How many of the lines below hold the string "trunk"? Say only the number.

*** Opening Source data ***

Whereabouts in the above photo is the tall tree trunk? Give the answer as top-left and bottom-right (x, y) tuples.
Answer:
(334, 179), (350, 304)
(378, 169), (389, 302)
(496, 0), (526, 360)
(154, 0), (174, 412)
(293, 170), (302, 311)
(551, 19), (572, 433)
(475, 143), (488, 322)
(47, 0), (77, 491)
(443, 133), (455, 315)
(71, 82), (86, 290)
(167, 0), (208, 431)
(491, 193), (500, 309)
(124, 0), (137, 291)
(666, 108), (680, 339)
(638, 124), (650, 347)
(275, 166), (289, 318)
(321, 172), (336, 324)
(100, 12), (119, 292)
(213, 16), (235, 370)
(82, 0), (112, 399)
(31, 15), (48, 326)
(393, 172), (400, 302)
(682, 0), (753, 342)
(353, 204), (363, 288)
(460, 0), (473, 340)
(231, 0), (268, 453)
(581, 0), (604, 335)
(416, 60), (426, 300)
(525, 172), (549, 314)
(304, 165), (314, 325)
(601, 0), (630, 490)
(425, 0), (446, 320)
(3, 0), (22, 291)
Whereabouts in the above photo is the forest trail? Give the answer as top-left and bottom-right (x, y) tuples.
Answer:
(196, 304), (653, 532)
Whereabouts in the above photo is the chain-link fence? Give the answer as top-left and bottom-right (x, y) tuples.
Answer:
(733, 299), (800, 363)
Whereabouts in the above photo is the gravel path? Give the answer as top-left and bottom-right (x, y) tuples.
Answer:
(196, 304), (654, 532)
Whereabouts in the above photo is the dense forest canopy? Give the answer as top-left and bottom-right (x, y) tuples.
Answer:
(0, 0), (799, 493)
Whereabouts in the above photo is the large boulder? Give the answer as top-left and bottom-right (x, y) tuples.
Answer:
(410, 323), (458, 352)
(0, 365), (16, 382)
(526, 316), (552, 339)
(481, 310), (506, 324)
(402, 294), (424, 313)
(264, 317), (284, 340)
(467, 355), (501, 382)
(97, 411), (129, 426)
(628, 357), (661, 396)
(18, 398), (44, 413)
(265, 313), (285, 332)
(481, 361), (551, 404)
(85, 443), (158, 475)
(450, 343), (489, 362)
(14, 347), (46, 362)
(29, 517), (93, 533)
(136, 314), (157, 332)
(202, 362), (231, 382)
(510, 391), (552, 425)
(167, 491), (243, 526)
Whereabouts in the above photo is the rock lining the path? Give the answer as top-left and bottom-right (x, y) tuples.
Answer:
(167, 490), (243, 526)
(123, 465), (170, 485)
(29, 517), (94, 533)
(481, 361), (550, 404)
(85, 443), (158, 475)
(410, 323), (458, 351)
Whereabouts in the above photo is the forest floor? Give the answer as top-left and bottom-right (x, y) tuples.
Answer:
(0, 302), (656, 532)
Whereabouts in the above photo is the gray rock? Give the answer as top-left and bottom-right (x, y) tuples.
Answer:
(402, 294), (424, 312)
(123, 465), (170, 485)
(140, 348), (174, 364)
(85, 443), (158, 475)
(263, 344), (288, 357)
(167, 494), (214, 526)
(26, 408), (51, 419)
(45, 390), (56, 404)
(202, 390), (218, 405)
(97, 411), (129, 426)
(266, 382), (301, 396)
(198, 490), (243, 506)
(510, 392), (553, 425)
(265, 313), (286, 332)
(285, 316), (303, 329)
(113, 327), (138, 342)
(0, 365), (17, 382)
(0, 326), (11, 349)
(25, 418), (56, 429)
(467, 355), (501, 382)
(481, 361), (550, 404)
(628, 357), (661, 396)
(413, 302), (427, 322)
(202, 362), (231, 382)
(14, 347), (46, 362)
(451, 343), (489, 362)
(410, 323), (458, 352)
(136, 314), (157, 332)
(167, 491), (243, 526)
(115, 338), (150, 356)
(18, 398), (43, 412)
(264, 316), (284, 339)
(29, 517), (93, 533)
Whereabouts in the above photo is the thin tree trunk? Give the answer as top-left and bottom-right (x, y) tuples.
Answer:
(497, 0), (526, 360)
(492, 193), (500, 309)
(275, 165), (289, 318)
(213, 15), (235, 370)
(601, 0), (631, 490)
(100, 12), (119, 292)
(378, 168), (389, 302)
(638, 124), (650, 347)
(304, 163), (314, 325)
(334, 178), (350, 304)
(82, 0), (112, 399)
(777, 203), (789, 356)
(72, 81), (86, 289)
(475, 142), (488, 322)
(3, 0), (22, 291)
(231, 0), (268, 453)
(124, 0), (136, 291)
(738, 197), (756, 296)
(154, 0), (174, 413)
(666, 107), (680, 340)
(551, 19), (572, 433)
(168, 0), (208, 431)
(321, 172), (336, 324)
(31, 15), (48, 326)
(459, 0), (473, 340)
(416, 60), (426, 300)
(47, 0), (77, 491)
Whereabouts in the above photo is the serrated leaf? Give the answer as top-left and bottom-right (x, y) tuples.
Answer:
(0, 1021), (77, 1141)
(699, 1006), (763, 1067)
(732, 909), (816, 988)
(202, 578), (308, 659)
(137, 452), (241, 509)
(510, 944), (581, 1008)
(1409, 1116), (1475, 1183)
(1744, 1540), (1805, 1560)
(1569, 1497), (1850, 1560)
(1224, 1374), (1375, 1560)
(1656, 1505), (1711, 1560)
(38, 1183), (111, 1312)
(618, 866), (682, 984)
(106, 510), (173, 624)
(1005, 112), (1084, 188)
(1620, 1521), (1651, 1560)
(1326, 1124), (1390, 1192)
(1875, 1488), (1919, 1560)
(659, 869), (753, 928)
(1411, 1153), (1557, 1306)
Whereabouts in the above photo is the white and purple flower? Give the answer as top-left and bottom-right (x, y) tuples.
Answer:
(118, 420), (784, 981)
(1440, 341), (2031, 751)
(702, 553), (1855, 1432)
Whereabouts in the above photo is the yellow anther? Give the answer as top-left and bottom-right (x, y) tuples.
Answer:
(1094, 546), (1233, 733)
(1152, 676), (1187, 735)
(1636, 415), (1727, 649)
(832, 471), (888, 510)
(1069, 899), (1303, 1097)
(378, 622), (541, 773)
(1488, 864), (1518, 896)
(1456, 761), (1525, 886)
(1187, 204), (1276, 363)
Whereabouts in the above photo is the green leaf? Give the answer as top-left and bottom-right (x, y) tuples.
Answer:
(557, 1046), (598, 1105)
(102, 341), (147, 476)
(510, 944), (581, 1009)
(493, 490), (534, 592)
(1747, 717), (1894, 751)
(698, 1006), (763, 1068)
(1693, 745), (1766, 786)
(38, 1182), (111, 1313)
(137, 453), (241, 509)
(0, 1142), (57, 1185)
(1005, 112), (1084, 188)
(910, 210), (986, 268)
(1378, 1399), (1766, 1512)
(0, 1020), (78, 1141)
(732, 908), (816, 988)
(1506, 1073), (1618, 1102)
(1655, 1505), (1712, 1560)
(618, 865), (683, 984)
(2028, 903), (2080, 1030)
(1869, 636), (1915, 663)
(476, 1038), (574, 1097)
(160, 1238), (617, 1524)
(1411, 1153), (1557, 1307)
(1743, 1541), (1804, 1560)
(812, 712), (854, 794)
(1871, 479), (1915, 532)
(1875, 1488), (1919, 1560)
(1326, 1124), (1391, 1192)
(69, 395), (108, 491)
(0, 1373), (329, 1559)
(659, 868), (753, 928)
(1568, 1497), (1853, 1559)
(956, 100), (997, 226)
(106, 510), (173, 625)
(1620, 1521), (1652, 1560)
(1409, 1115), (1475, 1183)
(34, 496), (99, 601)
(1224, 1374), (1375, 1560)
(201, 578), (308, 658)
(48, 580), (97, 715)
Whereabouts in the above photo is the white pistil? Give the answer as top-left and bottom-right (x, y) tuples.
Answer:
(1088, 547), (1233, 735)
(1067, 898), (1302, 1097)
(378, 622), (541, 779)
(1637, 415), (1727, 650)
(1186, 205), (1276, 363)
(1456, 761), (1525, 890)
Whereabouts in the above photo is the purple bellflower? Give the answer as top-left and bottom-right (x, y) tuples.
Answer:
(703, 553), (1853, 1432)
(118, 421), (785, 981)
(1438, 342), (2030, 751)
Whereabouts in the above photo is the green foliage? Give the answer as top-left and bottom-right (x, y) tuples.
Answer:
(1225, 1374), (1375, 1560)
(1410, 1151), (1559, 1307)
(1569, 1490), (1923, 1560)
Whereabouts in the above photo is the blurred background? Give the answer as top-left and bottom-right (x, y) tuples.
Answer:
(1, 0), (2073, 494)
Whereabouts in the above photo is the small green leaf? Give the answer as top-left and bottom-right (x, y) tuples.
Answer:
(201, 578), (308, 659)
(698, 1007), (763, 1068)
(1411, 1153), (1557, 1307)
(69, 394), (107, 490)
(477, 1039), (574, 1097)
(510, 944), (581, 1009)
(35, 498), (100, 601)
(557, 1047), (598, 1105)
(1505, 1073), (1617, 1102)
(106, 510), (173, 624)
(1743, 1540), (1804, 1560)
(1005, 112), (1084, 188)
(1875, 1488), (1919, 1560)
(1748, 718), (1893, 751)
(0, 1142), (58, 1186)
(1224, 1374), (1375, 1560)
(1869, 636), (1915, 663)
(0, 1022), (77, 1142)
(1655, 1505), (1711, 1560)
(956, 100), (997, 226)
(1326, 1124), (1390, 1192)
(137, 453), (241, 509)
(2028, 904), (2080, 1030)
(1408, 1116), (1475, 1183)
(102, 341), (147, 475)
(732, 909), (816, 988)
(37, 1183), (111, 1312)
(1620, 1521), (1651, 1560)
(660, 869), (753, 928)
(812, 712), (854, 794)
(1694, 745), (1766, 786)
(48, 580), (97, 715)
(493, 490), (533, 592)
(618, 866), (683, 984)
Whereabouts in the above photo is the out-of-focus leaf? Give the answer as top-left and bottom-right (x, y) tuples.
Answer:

*** Closing Source data ***

- Output of the task -
2